■ What you will do:
Look through the entries for the string "shoulder" and copy every line where it shows up.

Referring expression pointing data:
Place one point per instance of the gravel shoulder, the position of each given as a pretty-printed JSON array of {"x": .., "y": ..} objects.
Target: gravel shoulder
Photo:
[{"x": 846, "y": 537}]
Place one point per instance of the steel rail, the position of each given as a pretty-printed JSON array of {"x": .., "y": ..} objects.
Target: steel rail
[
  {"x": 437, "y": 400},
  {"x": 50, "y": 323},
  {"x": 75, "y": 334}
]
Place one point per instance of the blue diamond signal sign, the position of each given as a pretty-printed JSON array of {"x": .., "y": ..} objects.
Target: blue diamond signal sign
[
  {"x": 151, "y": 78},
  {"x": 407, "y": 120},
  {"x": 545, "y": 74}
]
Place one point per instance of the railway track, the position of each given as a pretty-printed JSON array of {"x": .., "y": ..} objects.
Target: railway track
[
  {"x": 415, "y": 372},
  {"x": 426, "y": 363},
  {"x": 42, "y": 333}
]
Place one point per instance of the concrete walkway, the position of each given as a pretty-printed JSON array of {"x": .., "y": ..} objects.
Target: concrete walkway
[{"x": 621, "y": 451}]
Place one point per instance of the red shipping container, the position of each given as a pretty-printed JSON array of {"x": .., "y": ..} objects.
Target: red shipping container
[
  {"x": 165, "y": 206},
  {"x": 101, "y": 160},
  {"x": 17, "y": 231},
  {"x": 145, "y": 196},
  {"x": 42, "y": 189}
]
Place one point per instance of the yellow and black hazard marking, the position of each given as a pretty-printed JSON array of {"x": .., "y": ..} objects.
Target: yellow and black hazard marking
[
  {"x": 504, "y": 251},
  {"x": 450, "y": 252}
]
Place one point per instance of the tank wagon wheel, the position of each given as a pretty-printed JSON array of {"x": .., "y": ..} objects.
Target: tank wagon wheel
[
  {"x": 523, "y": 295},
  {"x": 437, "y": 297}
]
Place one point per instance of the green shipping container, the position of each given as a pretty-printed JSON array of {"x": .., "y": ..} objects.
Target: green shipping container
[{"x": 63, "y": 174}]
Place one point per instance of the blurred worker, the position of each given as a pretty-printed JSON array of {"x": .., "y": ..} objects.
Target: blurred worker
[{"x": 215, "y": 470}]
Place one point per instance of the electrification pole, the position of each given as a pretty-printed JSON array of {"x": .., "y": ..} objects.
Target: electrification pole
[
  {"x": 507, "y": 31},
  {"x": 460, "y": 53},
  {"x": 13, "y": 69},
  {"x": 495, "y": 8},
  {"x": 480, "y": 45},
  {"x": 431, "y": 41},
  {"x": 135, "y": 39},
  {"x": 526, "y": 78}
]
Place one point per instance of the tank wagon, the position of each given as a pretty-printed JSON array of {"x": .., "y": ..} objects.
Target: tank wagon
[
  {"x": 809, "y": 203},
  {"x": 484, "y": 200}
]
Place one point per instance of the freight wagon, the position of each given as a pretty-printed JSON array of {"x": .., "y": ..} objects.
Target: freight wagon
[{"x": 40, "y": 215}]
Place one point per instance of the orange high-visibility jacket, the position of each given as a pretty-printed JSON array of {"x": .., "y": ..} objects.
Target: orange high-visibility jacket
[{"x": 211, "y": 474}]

■ Response to the exercise:
Place one point per instance of the gravel shoulder, the position of each given as a pretty-printed JSON array of {"x": .., "y": ..} objects.
Target: gravel shoulder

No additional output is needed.